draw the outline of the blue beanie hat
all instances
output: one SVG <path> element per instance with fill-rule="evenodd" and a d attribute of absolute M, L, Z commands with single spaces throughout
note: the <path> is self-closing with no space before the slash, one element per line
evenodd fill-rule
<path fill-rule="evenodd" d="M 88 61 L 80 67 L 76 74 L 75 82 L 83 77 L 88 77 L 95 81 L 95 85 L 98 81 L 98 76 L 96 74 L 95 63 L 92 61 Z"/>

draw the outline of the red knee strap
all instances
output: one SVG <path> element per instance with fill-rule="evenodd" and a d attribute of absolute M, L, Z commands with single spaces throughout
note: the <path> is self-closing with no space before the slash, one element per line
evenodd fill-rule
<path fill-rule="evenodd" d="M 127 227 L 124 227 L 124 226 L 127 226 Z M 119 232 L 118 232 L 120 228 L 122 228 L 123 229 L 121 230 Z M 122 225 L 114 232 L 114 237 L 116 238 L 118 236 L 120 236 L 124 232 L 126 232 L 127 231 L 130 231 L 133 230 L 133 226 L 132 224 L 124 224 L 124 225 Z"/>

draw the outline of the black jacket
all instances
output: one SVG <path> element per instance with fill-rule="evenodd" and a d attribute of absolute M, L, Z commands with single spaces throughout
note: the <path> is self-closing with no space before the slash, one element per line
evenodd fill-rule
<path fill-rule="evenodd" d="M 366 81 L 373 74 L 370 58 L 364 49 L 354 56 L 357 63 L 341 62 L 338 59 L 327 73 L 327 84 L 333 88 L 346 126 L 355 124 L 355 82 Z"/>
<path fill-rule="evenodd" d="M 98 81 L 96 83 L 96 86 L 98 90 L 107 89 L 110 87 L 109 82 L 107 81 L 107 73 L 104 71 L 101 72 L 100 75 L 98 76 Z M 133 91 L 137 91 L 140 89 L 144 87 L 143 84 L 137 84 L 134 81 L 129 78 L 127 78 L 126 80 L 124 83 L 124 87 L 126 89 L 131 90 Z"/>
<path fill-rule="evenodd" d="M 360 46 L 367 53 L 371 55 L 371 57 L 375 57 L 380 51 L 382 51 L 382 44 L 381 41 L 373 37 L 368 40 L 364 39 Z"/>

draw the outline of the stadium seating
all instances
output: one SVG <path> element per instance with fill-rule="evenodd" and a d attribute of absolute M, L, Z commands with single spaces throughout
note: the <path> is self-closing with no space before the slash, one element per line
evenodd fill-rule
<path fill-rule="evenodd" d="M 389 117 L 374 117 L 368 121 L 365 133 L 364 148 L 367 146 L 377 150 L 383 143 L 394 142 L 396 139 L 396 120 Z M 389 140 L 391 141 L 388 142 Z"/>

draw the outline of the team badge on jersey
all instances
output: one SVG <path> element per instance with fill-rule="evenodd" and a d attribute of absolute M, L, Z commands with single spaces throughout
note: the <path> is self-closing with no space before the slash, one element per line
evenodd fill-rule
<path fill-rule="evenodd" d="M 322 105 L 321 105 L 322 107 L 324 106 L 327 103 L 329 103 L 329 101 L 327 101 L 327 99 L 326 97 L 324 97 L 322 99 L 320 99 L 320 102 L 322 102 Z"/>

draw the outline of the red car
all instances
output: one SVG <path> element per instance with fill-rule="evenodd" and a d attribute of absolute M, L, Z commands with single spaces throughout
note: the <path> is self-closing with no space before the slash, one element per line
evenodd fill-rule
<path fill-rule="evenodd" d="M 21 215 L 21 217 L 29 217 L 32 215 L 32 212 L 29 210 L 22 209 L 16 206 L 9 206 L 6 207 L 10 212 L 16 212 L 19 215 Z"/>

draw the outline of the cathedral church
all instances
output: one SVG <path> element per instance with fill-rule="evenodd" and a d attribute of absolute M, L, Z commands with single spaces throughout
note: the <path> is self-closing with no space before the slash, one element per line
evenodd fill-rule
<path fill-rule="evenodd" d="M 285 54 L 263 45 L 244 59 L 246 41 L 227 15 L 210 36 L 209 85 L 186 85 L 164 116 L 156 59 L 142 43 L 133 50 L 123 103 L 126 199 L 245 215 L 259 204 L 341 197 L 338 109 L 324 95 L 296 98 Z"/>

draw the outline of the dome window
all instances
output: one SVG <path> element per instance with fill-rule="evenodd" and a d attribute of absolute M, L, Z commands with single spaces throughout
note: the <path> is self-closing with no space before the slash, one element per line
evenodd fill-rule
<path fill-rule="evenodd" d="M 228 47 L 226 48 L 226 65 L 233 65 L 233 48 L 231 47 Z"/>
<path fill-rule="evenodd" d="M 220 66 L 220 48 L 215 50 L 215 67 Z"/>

------------------------------------------------

Short task ::
Reproduce all of the records with "self-closing" substituted by "self-terminating" wherever it occurs, leaving everything else unchanged.

Completed exercise ::
draw the outline of the blue beanie hat
all instances
output: one SVG <path> element per instance with fill-rule="evenodd" and a d attribute of absolute M, L, Z commands with single spaces throughout
note: the <path> is self-terminating with no space before the slash, one element per line
evenodd fill-rule
<path fill-rule="evenodd" d="M 88 61 L 80 67 L 76 74 L 75 82 L 83 77 L 88 77 L 95 81 L 95 85 L 98 81 L 98 76 L 96 74 L 95 63 L 92 61 Z"/>

draw the outline of the red knee strap
all instances
output: one SVG <path> element per instance with fill-rule="evenodd" and a d attribute of absolute M, L, Z commands with single spaces throughout
note: the <path> is self-terminating with no space before the slash, one element per line
evenodd fill-rule
<path fill-rule="evenodd" d="M 127 227 L 124 227 L 124 226 L 127 226 Z M 119 232 L 118 232 L 120 228 L 122 228 L 123 229 L 121 230 Z M 122 225 L 114 232 L 114 237 L 116 238 L 118 236 L 120 236 L 124 232 L 126 232 L 127 231 L 130 231 L 133 230 L 133 226 L 132 224 L 124 224 L 124 225 Z"/>

draw the outline of the black jacket
all instances
output: one SVG <path> element per instance with fill-rule="evenodd" and a d attribute of absolute M, L, Z commands with single spaces throughout
note: the <path> is self-terminating with no space before the slash, one element per line
evenodd fill-rule
<path fill-rule="evenodd" d="M 366 81 L 373 74 L 370 58 L 364 49 L 354 56 L 357 63 L 341 62 L 338 59 L 327 73 L 327 84 L 333 88 L 346 126 L 355 124 L 355 82 Z"/>
<path fill-rule="evenodd" d="M 98 81 L 96 83 L 96 86 L 98 90 L 107 89 L 110 87 L 109 82 L 107 81 L 107 73 L 104 71 L 101 72 L 100 75 L 98 76 Z M 133 91 L 137 91 L 140 89 L 144 87 L 143 84 L 137 84 L 134 81 L 129 78 L 127 78 L 126 80 L 124 83 L 124 87 L 126 89 L 131 90 Z"/>
<path fill-rule="evenodd" d="M 360 46 L 367 53 L 371 55 L 371 57 L 375 57 L 380 51 L 382 51 L 382 44 L 381 41 L 373 37 L 368 40 L 364 39 Z"/>

draw the outline of the stadium seating
all instances
output: one SVG <path> element per instance with fill-rule="evenodd" and a d attribute of absolute M, L, Z commands with single spaces throughout
note: the <path> is self-terminating with no space before the slash, one element per line
evenodd fill-rule
<path fill-rule="evenodd" d="M 389 117 L 374 117 L 368 121 L 365 133 L 364 148 L 367 146 L 377 150 L 383 143 L 394 142 L 396 139 L 396 120 Z M 389 140 L 391 141 L 388 142 Z"/>

draw the outline of the team badge on jersey
all instances
output: one SVG <path> element per instance with fill-rule="evenodd" and a d attribute of absolute M, L, Z commands with single spaces throughout
note: the <path> is self-terminating with no space before the slash, one element per line
evenodd fill-rule
<path fill-rule="evenodd" d="M 322 105 L 321 105 L 322 107 L 324 106 L 327 103 L 329 103 L 329 101 L 327 101 L 327 99 L 326 97 L 324 97 L 322 99 L 320 99 L 320 102 L 322 102 Z"/>

draw the outline of the red car
all instances
output: one SVG <path> element per instance with fill-rule="evenodd" and a d attribute of absolute M, L, Z commands with single spaces throughout
note: the <path> is self-terminating with no space before the slash, one element per line
evenodd fill-rule
<path fill-rule="evenodd" d="M 21 215 L 21 217 L 29 217 L 32 215 L 32 212 L 29 210 L 22 209 L 16 206 L 9 206 L 6 207 L 10 212 L 16 212 L 19 215 Z"/>

draw the outline of the cathedral church
all instances
output: one SVG <path> element per instance with fill-rule="evenodd" and a d attribute of absolute M, L, Z commands with single spaces throughout
note: the <path> is self-terminating with no space before the slash, one element per line
evenodd fill-rule
<path fill-rule="evenodd" d="M 285 54 L 263 45 L 244 59 L 246 41 L 227 15 L 210 36 L 209 85 L 186 85 L 164 116 L 156 59 L 142 43 L 133 50 L 123 103 L 126 199 L 245 215 L 259 204 L 341 197 L 338 109 L 324 95 L 296 98 Z"/>

draw the outline of the dome window
all instances
output: one SVG <path> element per instance with fill-rule="evenodd" and a d attribute of absolute M, L, Z commands with single spaces throughout
note: the <path> is self-terminating with no space before the slash, one element per line
evenodd fill-rule
<path fill-rule="evenodd" d="M 228 47 L 226 48 L 226 65 L 233 65 L 233 48 L 231 47 Z"/>
<path fill-rule="evenodd" d="M 220 66 L 220 48 L 215 50 L 215 67 Z"/>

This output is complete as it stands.